## The records:

========================================================================

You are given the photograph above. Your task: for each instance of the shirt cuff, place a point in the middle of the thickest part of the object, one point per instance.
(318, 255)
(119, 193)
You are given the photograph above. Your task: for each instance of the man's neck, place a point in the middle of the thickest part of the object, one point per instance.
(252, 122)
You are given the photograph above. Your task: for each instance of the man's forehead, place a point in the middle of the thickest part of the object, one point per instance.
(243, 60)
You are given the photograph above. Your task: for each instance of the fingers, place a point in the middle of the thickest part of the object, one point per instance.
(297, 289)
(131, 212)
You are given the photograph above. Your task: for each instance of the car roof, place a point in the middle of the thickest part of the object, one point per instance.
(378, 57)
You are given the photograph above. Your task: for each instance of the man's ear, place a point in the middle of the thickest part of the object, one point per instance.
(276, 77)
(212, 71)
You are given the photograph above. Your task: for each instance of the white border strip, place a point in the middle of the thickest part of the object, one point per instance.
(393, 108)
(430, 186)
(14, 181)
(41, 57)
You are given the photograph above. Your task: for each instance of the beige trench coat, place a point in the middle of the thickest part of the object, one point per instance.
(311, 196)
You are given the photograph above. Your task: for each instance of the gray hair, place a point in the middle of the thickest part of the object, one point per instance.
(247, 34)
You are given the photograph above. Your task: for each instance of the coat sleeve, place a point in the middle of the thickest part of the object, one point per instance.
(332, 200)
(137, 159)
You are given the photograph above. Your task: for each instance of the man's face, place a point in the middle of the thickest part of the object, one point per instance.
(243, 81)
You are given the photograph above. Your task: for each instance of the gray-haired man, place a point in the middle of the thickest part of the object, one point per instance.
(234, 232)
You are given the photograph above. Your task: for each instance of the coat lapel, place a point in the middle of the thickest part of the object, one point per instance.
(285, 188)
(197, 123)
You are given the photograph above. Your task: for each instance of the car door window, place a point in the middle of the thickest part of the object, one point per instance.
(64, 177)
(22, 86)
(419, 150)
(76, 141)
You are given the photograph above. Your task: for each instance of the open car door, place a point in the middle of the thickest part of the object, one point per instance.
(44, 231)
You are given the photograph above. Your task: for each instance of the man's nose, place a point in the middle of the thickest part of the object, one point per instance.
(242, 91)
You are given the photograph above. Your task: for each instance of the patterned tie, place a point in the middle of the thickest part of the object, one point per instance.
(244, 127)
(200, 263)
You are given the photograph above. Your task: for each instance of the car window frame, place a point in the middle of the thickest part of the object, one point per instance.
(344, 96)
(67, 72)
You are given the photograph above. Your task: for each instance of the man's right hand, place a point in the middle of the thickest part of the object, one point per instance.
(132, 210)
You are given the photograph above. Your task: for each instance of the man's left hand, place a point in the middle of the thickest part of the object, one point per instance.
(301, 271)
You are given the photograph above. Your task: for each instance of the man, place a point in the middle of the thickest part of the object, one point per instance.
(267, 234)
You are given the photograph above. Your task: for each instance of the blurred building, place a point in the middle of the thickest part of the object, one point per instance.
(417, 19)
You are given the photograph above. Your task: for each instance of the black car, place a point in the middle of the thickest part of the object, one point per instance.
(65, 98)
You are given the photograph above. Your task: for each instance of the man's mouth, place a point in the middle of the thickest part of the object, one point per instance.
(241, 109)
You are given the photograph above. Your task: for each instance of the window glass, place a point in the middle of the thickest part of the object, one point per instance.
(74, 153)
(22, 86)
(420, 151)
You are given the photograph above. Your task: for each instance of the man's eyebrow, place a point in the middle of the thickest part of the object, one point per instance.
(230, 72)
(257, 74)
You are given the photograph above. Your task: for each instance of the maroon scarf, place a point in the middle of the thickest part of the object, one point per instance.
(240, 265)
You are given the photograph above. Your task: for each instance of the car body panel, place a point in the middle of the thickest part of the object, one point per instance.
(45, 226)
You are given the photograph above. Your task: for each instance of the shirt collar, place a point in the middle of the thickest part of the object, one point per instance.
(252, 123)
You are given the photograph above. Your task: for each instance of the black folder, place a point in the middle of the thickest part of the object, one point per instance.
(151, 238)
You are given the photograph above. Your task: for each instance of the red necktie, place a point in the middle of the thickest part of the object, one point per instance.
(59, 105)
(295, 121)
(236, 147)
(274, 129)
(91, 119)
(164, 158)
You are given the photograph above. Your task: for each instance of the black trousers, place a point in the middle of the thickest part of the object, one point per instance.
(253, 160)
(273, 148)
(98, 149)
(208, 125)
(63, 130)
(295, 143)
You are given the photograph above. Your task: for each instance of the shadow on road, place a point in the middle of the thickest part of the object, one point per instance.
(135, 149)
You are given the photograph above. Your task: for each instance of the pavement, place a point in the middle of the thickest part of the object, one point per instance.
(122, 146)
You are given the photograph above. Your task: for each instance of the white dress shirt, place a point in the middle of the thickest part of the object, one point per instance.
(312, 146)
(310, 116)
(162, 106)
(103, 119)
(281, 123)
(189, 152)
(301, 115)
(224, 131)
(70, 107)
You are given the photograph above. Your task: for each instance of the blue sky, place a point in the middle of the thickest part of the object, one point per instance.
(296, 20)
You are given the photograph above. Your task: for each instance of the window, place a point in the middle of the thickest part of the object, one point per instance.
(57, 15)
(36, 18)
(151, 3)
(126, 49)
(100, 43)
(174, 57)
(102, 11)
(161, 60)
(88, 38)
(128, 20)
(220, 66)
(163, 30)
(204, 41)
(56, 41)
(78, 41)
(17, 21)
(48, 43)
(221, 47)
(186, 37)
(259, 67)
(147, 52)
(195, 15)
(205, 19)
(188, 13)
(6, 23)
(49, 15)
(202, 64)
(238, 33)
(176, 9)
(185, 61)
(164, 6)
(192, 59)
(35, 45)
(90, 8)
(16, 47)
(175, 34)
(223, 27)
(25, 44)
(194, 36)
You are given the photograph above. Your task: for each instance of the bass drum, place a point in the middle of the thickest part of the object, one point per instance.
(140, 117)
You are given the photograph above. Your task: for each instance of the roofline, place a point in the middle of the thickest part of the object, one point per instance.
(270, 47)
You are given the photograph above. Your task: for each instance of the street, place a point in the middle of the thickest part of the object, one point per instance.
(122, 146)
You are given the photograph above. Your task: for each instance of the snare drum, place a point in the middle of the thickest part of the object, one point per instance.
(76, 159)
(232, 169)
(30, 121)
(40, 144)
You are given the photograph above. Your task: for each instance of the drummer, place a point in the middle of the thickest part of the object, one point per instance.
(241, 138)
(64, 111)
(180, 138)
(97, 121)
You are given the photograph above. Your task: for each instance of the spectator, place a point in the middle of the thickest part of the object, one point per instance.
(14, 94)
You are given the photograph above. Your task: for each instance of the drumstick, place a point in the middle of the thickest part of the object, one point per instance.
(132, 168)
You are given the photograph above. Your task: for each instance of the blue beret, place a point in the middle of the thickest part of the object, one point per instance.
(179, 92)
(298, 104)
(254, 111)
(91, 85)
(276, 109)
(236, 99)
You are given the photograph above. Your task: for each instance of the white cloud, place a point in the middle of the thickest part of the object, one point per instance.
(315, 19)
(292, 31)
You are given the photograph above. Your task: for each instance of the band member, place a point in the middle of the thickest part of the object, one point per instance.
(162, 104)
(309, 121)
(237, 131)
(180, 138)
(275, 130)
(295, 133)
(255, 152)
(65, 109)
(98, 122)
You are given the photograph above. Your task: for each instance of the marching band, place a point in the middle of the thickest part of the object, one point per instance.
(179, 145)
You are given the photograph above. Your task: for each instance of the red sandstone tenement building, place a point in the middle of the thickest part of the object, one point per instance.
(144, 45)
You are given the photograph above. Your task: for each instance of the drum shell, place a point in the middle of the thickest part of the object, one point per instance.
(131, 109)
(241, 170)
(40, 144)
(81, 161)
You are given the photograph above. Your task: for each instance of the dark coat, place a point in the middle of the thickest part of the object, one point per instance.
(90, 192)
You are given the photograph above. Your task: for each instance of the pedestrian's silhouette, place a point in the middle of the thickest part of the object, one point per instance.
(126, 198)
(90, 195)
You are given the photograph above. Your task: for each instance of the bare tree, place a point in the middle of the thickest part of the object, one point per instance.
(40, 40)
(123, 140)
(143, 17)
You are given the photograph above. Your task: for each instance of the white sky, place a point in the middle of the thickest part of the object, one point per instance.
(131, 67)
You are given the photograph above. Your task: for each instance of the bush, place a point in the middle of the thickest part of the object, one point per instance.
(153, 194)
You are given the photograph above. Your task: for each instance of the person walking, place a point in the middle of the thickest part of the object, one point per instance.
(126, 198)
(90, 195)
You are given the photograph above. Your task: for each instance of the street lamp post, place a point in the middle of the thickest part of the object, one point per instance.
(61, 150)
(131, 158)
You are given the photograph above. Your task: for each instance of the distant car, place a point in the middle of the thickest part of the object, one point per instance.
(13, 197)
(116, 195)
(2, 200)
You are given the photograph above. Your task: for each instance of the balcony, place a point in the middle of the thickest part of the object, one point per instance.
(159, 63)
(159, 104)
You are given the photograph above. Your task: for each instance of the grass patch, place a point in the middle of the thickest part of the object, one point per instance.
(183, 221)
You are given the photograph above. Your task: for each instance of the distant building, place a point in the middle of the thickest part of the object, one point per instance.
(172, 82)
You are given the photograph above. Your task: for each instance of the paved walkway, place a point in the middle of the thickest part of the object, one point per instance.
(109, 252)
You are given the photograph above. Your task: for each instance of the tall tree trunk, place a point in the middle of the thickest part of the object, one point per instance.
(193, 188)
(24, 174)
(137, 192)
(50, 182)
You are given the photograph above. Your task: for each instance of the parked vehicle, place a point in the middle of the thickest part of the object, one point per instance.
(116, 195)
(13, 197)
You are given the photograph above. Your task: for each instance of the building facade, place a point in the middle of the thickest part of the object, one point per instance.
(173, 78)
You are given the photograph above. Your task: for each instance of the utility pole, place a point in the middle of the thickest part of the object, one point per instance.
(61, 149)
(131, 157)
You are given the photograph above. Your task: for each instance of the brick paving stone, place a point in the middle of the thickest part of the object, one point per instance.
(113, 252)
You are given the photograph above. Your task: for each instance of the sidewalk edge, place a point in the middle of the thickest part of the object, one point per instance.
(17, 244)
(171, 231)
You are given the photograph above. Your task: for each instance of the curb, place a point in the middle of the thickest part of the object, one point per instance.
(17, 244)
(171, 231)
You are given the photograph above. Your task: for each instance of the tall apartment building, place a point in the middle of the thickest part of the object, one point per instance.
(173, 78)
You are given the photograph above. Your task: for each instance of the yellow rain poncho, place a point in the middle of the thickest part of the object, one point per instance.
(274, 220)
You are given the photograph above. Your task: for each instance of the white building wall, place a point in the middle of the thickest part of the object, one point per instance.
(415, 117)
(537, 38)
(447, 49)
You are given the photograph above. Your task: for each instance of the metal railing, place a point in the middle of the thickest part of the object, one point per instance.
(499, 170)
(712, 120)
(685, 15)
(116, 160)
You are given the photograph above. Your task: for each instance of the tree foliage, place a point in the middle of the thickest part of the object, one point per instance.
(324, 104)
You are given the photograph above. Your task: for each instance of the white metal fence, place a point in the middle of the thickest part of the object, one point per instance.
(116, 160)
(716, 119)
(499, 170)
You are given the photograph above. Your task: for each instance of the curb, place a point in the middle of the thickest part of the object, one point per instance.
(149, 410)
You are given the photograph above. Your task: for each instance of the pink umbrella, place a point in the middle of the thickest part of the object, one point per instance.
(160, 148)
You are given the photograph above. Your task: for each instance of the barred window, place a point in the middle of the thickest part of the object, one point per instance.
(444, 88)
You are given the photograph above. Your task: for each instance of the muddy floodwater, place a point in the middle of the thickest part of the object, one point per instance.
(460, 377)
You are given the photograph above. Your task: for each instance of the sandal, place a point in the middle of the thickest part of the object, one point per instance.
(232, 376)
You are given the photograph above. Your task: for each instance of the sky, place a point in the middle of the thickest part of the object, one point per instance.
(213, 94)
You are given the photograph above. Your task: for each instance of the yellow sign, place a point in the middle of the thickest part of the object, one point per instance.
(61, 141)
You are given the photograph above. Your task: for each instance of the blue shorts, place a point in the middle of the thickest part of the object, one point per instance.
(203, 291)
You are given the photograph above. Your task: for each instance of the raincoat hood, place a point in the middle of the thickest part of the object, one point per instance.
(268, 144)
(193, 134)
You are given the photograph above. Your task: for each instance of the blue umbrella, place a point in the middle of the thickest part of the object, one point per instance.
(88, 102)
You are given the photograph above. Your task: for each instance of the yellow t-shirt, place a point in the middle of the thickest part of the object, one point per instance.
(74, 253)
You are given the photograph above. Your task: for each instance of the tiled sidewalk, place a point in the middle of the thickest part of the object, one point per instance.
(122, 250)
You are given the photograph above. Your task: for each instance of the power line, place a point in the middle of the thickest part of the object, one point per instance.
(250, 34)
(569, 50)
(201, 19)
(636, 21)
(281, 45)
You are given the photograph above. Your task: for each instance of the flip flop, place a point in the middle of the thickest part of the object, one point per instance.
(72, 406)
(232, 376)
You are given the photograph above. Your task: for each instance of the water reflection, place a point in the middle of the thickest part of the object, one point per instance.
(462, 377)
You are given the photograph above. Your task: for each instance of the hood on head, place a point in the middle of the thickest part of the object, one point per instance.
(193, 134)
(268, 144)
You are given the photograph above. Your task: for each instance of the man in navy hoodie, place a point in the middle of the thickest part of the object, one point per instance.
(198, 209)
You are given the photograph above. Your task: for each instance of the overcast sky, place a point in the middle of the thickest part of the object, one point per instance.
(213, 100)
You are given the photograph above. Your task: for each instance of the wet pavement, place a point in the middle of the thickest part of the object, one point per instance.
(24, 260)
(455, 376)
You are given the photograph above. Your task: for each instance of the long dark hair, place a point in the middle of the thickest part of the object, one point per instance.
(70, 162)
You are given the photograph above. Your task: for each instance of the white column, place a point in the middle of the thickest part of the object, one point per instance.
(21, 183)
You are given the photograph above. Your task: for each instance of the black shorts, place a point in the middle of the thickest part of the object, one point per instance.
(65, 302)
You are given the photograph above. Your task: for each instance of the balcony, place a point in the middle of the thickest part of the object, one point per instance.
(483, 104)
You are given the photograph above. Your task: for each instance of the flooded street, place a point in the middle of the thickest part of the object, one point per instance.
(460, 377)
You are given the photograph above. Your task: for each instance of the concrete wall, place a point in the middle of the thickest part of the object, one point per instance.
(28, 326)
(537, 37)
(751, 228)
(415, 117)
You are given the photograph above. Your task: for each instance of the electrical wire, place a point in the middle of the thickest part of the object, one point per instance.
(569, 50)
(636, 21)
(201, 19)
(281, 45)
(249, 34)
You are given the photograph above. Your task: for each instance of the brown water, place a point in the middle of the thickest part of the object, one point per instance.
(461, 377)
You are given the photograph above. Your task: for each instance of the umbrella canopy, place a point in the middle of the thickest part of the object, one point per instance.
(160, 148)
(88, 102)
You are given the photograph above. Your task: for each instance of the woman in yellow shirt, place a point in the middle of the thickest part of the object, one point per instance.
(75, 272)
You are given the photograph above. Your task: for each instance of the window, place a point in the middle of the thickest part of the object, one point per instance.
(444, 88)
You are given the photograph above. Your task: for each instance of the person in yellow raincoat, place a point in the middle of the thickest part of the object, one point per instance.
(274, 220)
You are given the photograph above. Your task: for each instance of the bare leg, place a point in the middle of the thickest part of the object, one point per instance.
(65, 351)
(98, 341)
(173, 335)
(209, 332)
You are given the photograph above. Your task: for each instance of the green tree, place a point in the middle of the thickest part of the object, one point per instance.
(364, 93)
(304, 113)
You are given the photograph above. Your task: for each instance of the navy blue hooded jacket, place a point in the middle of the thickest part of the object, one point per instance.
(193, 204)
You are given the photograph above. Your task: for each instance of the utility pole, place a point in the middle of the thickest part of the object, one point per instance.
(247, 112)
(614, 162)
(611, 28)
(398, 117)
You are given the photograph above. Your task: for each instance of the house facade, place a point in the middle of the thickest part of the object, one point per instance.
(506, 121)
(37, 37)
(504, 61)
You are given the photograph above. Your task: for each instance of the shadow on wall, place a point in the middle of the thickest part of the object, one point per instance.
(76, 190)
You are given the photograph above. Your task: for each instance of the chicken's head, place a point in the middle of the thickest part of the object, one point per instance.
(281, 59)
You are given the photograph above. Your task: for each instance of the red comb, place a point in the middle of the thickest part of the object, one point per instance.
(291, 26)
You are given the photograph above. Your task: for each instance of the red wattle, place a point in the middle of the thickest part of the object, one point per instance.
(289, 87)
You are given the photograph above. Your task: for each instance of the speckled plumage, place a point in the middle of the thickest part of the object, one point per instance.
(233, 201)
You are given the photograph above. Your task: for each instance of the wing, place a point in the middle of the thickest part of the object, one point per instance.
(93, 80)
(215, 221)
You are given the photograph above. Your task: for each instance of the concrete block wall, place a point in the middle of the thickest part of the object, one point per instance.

========================================================================

## What the task asks:
Reproduce the listing above exactly from the line containing "of the chicken's" through its last line, with both of those lines included.

## Exercise output:
You are given the photograph above. Your task: for each instance of the chicken's head, place a point in the middle of the thickest part of the object, one point per instance.
(281, 59)
You are given the photograph above. Your task: for each instance of the red comb, place a point in the middle of the thickest part of the object, one point per instance.
(291, 26)
You are given the photograph above. Your task: for each instance of the red wattle, place a point in the middle of the thickest part of the object, one point per instance.
(289, 87)
You are given the photograph above. Your task: for each instance of the speckled plumage, place a point in the middle of the thickest part of the object, one point per instance.
(233, 201)
You are given the photograph above. Your task: for each instance of the wing, place a point in the middle of the thickest part of the object, one point per instance.
(93, 80)
(215, 221)
You are given the photograph above. Your task: for each instance of the concrete block wall, place a point in the middle of the thickest part of the object, one point per instance.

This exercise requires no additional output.